--- GIVEN INSTRUCTION ---
Write out each line of the material again, word for word.

--- AVAILABLE RECORDS ---
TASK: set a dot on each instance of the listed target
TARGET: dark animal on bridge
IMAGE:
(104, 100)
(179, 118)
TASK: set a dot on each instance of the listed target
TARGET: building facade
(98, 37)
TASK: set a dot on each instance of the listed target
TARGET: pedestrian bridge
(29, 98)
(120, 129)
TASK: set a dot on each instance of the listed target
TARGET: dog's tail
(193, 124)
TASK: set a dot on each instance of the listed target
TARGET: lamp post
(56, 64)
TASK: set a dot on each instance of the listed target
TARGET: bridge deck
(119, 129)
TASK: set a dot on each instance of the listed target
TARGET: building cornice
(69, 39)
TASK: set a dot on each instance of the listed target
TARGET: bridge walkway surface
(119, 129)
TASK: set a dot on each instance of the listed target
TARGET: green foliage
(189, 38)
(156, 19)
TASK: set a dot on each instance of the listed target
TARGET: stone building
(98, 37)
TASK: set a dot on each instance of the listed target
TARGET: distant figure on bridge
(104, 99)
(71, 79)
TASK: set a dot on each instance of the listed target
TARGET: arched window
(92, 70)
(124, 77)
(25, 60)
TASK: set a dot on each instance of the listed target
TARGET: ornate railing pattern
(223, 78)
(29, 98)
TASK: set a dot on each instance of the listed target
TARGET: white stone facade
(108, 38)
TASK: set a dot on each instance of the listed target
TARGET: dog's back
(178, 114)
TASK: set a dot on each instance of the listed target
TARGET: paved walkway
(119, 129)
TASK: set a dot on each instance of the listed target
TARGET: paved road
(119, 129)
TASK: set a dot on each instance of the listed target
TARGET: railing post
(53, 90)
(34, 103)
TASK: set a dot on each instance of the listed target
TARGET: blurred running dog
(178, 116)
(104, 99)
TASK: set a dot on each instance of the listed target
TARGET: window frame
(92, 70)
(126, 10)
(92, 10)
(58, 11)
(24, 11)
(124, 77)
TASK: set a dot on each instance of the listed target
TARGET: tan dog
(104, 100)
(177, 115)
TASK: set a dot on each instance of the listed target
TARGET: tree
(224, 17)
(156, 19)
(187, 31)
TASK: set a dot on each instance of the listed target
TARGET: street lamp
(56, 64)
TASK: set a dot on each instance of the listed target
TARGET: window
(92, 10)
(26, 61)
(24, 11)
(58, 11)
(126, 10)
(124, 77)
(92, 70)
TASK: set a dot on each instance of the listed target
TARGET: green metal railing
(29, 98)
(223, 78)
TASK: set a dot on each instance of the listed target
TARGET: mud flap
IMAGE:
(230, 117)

--- OUTPUT FOR THIS EXERCISE ---
TASK: set a dot on each instance of the listed target
TARGET: dark animal on bridge
IMAGE:
(104, 100)
(179, 118)
TASK: set a dot on each instance of the listed target
TARGET: building facade
(98, 37)
TASK: set a dot on each instance of the listed target
TARGET: pedestrian bridge
(29, 98)
(120, 129)
TASK: set a dot on each instance of the listed target
TARGET: dog's tail
(193, 124)
TASK: set a dot on each instance of the listed target
TARGET: lamp post
(56, 64)
TASK: set a dot on each instance of the listed target
TARGET: bridge deck
(119, 129)
TASK: set a dot on each instance of the listed target
TARGET: building cornice
(69, 39)
TASK: set a dot on each instance of the listed target
TARGET: bridge walkway surface
(119, 129)
TASK: set a dot on each instance of the listed target
TARGET: green foliage
(189, 38)
(156, 19)
TASK: set a dot on each instance of the listed target
TARGET: stone building
(98, 37)
TASK: set a dot on each instance of the listed target
TARGET: distant figure on bridge
(104, 99)
(71, 79)
TASK: set a dot on each instance of the listed target
TARGET: arched window
(92, 70)
(124, 77)
(25, 60)
TASK: set a dot on each instance of the listed target
TARGET: ornate railing pattern
(223, 78)
(29, 98)
TASK: set a dot on each instance of the listed target
TARGET: white stone facade
(108, 38)
TASK: set a dot on each instance of the listed target
TARGET: dog's back
(178, 114)
TASK: set a dot on each instance of the listed target
TARGET: paved walkway
(119, 129)
TASK: set a dot on each instance of the listed target
TARGET: paved road
(119, 129)
TASK: set a dot on each instance of the listed target
TARGET: railing post
(53, 90)
(34, 103)
TASK: set a dot on each instance of the listed target
TARGET: blurred running dog
(178, 116)
(104, 99)
TASK: set a dot on each instance of the listed target
TARGET: window frame
(92, 70)
(126, 10)
(92, 10)
(58, 11)
(24, 11)
(124, 77)
TASK: set a dot on each instance of the listed target
TARGET: tan dog
(104, 100)
(177, 115)
TASK: set a dot on each instance of the listed target
TARGET: tree
(224, 17)
(156, 19)
(187, 31)
TASK: set a dot on each instance of the listed target
TARGET: street lamp
(56, 64)
TASK: set a dot on each instance of the listed target
TARGET: window
(92, 10)
(26, 61)
(24, 11)
(58, 11)
(126, 10)
(124, 77)
(92, 70)
TASK: set a dot on each instance of the listed target
TARGET: green metal railing
(29, 98)
(223, 78)
TASK: set a dot on each instance of the listed target
TARGET: mud flap
IMAGE:
(230, 117)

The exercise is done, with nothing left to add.